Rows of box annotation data

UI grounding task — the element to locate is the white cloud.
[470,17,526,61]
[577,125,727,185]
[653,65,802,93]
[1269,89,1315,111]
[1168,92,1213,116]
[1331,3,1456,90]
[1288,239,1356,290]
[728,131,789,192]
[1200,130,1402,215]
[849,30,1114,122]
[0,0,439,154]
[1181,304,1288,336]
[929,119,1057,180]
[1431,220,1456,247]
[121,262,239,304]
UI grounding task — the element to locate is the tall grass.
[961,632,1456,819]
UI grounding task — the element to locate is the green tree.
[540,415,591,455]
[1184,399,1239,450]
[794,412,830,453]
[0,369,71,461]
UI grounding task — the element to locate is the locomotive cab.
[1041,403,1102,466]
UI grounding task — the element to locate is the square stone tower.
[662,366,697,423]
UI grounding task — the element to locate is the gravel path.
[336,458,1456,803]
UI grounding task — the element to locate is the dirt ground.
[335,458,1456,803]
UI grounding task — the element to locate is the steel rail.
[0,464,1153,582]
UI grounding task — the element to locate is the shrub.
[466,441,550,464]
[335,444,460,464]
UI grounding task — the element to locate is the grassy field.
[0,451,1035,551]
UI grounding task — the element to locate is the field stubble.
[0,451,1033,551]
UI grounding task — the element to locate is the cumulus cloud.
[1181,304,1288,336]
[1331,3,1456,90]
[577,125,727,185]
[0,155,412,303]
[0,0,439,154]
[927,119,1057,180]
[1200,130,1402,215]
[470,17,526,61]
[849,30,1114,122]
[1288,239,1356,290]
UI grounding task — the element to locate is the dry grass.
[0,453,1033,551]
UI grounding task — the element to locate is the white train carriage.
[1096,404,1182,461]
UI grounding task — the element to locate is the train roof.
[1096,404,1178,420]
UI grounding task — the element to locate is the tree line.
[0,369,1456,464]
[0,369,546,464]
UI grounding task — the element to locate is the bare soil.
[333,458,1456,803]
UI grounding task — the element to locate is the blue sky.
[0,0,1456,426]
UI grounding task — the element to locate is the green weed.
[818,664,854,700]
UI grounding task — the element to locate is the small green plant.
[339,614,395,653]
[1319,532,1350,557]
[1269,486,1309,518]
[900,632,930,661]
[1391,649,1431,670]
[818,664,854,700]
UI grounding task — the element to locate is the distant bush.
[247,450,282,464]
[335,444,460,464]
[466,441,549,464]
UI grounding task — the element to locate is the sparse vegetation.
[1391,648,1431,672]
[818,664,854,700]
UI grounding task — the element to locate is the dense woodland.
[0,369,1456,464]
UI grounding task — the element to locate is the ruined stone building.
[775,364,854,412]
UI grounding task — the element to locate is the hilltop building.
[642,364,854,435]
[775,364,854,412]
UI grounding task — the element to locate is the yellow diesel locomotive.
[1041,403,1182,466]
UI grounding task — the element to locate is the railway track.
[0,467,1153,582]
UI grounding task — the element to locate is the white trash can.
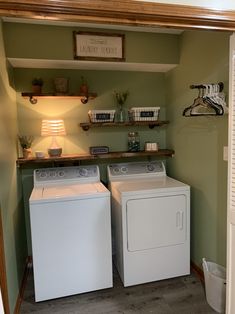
[202,258,226,313]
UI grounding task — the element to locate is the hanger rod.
[190,82,224,92]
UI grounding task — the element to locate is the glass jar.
[128,132,140,152]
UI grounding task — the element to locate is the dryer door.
[126,194,187,252]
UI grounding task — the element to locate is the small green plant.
[114,90,129,106]
[32,77,43,86]
[81,76,87,85]
[18,135,34,149]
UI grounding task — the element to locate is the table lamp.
[41,120,66,157]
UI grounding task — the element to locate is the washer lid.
[111,176,189,195]
[30,182,109,202]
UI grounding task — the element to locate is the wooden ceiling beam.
[0,0,235,31]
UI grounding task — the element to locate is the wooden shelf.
[8,58,178,73]
[21,92,97,104]
[80,120,169,131]
[16,149,174,167]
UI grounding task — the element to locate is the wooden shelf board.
[21,92,97,99]
[16,149,174,166]
[8,58,177,73]
[80,120,169,131]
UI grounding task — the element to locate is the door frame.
[0,207,10,314]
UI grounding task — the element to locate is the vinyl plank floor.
[20,269,216,314]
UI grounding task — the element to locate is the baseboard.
[14,256,32,314]
[191,261,205,283]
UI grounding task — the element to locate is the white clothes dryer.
[29,165,113,301]
[108,161,190,286]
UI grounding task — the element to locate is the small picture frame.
[73,31,125,61]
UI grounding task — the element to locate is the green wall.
[166,31,229,266]
[0,20,27,313]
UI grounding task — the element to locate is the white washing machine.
[108,161,190,286]
[29,165,113,301]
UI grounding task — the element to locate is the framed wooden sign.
[74,32,125,61]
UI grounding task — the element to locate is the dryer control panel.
[108,161,166,181]
[34,165,100,185]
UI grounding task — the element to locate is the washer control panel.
[108,161,166,179]
[34,165,100,184]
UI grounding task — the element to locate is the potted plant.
[32,77,43,94]
[80,76,88,96]
[18,135,34,159]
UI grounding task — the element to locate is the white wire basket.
[128,107,160,121]
[88,110,116,123]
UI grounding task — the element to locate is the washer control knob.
[121,167,127,173]
[79,168,88,177]
[39,171,47,179]
[147,164,154,172]
[58,170,65,178]
[113,167,120,173]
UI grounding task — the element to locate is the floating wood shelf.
[16,149,174,167]
[21,92,97,104]
[80,121,169,131]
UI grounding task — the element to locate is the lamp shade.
[41,120,66,136]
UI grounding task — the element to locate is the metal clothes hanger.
[183,82,226,117]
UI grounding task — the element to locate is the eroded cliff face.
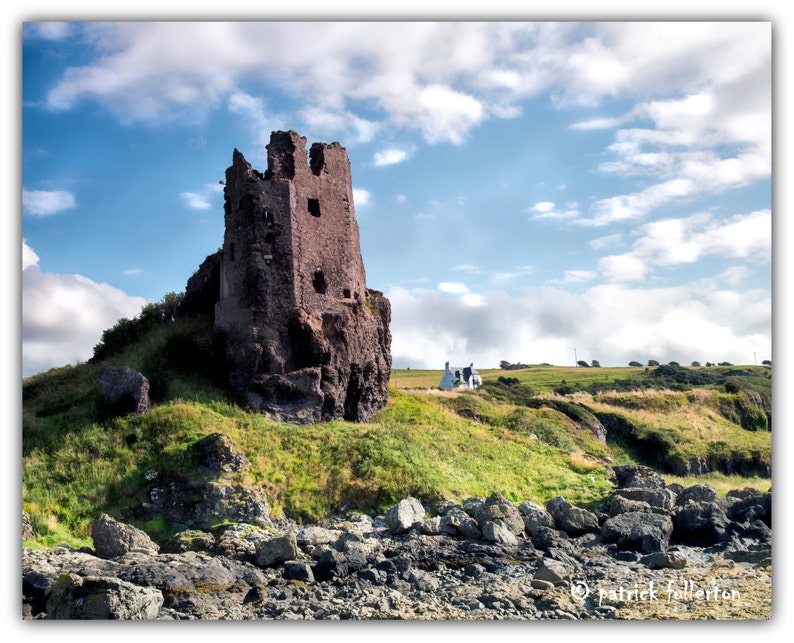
[180,132,391,423]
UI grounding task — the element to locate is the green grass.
[22,320,771,546]
[391,365,645,393]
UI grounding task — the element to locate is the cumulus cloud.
[386,283,771,368]
[22,190,76,217]
[527,201,581,220]
[598,210,772,282]
[22,241,146,377]
[179,192,212,210]
[373,147,416,167]
[438,281,469,295]
[353,188,372,206]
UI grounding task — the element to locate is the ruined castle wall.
[209,132,391,422]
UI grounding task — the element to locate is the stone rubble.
[22,467,772,620]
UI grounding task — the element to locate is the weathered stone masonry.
[206,131,391,423]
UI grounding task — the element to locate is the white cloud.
[527,201,581,220]
[373,147,415,167]
[22,189,76,217]
[438,281,469,295]
[22,241,146,377]
[386,284,771,368]
[598,254,648,282]
[179,192,212,210]
[353,188,372,206]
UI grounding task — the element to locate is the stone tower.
[210,131,391,423]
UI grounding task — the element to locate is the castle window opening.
[312,270,328,295]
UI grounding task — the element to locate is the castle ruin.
[186,131,391,423]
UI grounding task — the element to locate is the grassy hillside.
[22,312,771,545]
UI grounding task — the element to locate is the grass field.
[22,312,772,546]
[390,365,656,393]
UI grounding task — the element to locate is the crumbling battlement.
[205,131,391,423]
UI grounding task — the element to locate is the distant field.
[391,366,645,393]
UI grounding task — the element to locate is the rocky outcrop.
[91,514,160,558]
[99,366,151,417]
[22,472,771,620]
[47,574,163,621]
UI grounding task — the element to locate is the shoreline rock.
[22,476,772,620]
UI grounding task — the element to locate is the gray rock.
[640,551,688,569]
[726,493,772,525]
[91,514,160,559]
[612,464,666,489]
[675,484,720,506]
[386,498,425,534]
[532,527,562,549]
[482,520,518,545]
[295,525,342,548]
[407,569,441,592]
[601,511,673,554]
[191,433,251,473]
[672,501,730,547]
[546,496,598,536]
[438,507,482,540]
[47,573,163,620]
[533,556,574,585]
[518,501,555,536]
[609,496,652,518]
[256,532,298,567]
[461,498,485,518]
[474,493,524,540]
[615,487,676,511]
[284,562,314,583]
[22,511,35,540]
[99,366,151,416]
[419,516,441,536]
[314,549,350,581]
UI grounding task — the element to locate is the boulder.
[145,476,270,530]
[609,496,659,518]
[533,556,574,585]
[675,484,720,506]
[191,433,251,473]
[162,529,215,554]
[256,532,298,567]
[726,490,772,527]
[546,496,598,536]
[601,511,673,554]
[22,511,35,540]
[284,562,314,583]
[99,366,151,417]
[518,501,555,536]
[474,493,524,540]
[615,487,676,511]
[91,514,160,559]
[47,573,164,620]
[438,507,482,540]
[672,501,731,547]
[314,549,350,581]
[482,520,518,545]
[386,498,425,534]
[612,464,666,489]
[640,551,688,569]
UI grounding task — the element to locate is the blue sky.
[21,21,773,375]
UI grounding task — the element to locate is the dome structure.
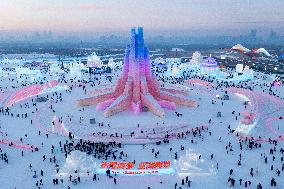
[87,52,102,68]
[190,51,203,64]
[202,55,218,68]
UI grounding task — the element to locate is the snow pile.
[175,149,216,176]
[256,48,271,56]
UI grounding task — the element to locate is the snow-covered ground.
[0,64,284,189]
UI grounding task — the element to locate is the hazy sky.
[0,0,284,33]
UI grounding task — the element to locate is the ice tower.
[78,27,196,117]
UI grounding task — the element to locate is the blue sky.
[0,0,284,35]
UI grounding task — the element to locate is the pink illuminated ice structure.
[201,55,218,68]
[78,27,197,117]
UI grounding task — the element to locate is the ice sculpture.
[78,27,197,117]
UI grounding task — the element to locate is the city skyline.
[0,0,284,36]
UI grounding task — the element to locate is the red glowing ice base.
[96,161,175,176]
[78,28,197,117]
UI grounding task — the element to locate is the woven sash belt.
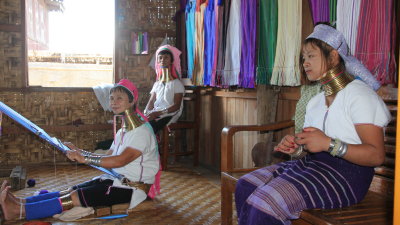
[122,178,151,194]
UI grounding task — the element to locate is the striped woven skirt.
[235,152,374,225]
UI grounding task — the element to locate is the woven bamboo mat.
[5,165,228,225]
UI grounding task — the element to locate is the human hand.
[146,111,162,121]
[295,127,331,152]
[67,150,85,163]
[274,135,299,154]
[63,142,78,150]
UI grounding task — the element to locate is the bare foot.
[0,186,20,220]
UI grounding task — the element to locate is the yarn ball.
[39,190,49,195]
[26,179,36,187]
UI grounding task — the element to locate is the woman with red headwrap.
[144,45,185,133]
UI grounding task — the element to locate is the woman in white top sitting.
[144,45,185,133]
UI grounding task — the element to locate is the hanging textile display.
[271,0,302,86]
[192,0,207,86]
[329,0,337,24]
[214,0,231,87]
[257,0,278,84]
[185,0,196,79]
[222,0,242,86]
[203,0,216,85]
[354,0,396,84]
[239,0,257,88]
[336,0,361,55]
[308,0,330,25]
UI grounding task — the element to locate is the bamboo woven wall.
[0,0,177,167]
[0,91,112,165]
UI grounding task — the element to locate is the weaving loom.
[0,101,123,179]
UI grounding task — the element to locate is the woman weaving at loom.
[0,79,159,220]
[235,24,390,225]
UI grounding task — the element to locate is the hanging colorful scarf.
[210,0,223,87]
[239,0,257,88]
[271,0,302,86]
[257,0,278,84]
[354,0,396,84]
[308,0,329,25]
[329,0,337,27]
[214,0,231,87]
[186,0,196,79]
[0,112,3,136]
[336,0,361,55]
[204,0,216,85]
[192,0,207,85]
[222,0,242,86]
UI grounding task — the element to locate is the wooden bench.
[221,100,397,225]
[161,86,201,170]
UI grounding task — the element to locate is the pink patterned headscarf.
[155,45,182,80]
[115,79,148,122]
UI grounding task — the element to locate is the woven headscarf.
[155,45,182,80]
[307,24,381,90]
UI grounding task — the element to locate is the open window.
[25,0,115,87]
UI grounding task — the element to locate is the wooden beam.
[2,124,112,135]
[0,24,21,32]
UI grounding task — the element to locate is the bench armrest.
[221,120,294,172]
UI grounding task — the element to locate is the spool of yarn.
[39,190,49,195]
[26,179,36,187]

### [Work to complete]
Show every line of the listing above that contains the string "weaving", matching case exactly.

### [Solved problem]
UI grounding task — the element to locate is the weaving loom.
UI grounding task — the element to locate is the woman weaving at loom.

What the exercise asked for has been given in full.